### What you need to do
Nothing but the lines from the one containing "Query: black necktie" through the last line of the entries should appear in the output, each verbatim.

### Raw data
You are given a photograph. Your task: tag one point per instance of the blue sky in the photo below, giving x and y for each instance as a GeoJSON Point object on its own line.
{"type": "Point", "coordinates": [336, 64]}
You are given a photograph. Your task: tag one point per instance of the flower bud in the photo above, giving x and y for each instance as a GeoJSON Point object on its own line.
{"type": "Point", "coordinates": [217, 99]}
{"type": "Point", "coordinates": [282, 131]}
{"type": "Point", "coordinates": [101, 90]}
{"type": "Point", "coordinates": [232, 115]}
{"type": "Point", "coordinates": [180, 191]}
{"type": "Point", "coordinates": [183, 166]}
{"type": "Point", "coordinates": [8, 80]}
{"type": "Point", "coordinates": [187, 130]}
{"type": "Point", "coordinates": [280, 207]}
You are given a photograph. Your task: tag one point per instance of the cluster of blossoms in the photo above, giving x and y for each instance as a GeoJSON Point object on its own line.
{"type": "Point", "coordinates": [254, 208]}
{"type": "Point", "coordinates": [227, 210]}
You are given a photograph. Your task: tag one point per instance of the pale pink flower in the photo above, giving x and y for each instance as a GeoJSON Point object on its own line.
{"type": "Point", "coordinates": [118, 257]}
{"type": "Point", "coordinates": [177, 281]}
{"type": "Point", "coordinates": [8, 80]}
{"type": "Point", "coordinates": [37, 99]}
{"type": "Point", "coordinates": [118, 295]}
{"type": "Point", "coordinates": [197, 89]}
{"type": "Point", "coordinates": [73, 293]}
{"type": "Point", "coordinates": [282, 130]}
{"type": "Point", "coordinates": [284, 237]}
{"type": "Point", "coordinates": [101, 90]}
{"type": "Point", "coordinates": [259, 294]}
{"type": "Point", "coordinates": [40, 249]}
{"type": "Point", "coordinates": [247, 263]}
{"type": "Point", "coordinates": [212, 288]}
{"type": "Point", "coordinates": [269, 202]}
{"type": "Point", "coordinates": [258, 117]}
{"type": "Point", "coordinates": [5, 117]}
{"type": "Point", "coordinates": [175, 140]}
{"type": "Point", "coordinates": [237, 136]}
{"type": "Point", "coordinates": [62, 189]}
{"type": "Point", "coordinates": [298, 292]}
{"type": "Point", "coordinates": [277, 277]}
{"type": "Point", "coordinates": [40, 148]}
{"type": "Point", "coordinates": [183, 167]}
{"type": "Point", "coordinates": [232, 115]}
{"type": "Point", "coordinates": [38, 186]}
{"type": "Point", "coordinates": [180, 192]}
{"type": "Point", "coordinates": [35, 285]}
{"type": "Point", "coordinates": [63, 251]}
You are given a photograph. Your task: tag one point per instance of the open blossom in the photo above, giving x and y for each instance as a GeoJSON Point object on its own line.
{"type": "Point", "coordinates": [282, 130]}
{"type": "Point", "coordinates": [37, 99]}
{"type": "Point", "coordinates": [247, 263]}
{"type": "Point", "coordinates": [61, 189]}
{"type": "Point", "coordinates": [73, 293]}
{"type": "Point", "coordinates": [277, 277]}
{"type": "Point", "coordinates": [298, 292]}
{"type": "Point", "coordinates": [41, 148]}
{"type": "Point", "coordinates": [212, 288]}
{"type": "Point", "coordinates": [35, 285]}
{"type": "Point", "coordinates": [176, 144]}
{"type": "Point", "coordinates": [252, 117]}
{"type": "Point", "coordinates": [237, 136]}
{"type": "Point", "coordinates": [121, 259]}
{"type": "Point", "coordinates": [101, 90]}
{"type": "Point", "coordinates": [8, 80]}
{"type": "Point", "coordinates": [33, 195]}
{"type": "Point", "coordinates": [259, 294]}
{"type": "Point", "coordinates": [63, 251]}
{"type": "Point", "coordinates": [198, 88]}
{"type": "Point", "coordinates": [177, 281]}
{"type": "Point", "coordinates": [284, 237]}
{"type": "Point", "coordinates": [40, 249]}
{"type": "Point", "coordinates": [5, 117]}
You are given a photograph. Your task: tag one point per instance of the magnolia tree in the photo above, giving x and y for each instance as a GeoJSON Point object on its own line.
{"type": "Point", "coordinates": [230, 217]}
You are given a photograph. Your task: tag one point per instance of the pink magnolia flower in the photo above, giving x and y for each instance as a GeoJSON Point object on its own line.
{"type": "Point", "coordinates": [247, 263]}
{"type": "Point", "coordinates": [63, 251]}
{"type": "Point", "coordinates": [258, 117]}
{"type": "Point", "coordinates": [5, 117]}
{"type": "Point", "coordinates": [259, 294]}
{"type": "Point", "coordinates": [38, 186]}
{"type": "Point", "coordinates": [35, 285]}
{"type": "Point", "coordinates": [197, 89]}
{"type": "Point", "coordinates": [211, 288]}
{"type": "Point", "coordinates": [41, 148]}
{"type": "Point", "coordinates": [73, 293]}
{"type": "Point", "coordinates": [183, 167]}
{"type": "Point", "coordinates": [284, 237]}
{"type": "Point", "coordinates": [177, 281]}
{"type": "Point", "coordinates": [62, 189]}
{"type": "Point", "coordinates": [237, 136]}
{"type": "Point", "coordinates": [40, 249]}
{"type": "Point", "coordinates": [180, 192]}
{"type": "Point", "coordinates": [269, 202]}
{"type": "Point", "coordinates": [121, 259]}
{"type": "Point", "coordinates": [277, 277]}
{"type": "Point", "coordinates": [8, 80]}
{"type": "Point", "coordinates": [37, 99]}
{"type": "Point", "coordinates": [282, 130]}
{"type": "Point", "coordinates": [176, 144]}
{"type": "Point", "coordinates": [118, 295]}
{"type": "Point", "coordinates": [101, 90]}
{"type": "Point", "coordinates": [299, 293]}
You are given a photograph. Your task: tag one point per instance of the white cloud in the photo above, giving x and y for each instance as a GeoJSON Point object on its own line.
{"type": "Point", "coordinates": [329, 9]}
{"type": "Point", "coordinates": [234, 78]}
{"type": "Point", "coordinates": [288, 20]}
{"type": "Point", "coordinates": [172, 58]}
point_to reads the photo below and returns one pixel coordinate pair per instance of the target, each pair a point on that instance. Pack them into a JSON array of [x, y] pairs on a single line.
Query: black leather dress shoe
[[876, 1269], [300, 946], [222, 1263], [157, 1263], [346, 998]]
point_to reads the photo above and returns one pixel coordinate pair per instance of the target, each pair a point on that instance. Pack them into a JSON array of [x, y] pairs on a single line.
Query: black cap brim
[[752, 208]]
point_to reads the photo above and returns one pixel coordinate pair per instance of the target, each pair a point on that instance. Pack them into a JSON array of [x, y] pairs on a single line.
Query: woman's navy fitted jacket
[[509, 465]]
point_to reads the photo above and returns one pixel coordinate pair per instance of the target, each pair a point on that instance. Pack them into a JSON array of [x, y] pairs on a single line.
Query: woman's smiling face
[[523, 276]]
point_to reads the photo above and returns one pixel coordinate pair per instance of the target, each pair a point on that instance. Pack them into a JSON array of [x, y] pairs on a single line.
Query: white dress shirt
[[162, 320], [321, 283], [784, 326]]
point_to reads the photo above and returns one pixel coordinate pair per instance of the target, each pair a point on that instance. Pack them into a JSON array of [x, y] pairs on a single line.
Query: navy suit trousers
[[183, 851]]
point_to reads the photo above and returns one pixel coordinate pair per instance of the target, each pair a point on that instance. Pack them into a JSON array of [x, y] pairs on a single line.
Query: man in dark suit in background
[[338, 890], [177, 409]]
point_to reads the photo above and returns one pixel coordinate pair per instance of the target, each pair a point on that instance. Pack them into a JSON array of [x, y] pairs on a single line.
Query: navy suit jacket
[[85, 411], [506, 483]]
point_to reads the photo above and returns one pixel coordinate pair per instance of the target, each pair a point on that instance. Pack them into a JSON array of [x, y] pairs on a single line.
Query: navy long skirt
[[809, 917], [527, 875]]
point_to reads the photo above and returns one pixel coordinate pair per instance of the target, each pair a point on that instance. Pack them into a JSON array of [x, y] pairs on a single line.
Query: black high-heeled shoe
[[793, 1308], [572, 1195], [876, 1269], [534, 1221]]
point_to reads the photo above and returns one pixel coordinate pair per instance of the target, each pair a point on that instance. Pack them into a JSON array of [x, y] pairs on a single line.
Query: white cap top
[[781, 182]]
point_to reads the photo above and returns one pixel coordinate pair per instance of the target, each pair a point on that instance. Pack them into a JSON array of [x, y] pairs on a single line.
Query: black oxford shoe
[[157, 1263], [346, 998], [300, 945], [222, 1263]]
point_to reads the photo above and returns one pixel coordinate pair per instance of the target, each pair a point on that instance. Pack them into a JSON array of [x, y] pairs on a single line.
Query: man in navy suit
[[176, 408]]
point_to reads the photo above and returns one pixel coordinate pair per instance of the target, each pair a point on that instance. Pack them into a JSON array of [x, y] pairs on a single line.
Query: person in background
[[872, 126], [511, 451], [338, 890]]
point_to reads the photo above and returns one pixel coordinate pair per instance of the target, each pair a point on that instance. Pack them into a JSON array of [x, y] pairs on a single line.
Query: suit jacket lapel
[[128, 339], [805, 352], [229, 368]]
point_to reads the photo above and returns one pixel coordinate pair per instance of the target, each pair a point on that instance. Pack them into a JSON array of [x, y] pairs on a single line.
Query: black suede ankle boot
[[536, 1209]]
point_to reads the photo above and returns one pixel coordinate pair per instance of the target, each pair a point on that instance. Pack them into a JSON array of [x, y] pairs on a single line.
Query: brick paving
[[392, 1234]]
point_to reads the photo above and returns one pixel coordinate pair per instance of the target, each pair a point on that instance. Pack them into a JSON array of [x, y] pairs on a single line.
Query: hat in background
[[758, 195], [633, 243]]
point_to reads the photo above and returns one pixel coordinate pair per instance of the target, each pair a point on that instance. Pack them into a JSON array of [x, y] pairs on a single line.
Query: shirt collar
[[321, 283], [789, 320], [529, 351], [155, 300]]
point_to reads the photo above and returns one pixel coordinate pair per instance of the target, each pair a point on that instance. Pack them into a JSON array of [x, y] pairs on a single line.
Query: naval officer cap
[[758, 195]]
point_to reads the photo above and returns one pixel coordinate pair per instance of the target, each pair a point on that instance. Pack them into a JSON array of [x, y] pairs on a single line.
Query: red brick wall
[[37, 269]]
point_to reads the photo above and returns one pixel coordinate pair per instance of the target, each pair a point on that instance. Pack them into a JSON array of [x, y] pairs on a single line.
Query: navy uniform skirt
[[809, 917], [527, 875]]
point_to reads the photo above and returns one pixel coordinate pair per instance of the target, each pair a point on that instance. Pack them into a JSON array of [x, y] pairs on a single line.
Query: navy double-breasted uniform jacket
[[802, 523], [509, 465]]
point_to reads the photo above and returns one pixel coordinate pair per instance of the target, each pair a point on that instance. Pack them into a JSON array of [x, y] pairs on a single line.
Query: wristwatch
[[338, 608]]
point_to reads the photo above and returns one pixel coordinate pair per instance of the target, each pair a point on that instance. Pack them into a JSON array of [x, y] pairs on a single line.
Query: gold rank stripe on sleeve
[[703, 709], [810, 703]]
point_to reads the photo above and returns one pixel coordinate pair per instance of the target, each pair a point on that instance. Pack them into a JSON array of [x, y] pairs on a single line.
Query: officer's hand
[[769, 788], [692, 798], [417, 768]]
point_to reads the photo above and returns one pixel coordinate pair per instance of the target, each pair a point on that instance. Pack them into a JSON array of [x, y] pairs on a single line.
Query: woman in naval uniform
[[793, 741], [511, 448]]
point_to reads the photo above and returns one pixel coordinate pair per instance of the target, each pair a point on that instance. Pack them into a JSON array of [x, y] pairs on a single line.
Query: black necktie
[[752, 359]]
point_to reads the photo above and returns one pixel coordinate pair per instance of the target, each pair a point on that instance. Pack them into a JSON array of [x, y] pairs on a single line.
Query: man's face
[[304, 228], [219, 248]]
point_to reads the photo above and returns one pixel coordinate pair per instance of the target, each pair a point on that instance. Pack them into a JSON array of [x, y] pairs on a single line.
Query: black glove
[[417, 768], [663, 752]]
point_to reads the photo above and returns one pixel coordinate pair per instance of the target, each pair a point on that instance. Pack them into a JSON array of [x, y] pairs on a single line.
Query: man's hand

### Response to the task
Query: black necktie
[[752, 359]]
point_to reads the photo above and returns one pixel coordinate pair per instance of the target, each pair a point on that instance. Pack them into a JSON array of [x, y] pairs on a single line.
Query: man's face
[[304, 228], [219, 248]]
point_to reads the photo above and returns one pixel coordinate pair per instance of the target, each pair a point on that instance. Pack them into a JSON array of [x, y] pairs on a single line.
Query: black glove
[[417, 768], [663, 752]]
point_to reads the photo above and returns one pixel coordinate pair per instance of the target, each pair a point on that instance. Pack them into a JSON array of [x, y] pairs on a single line.
Query: man's hand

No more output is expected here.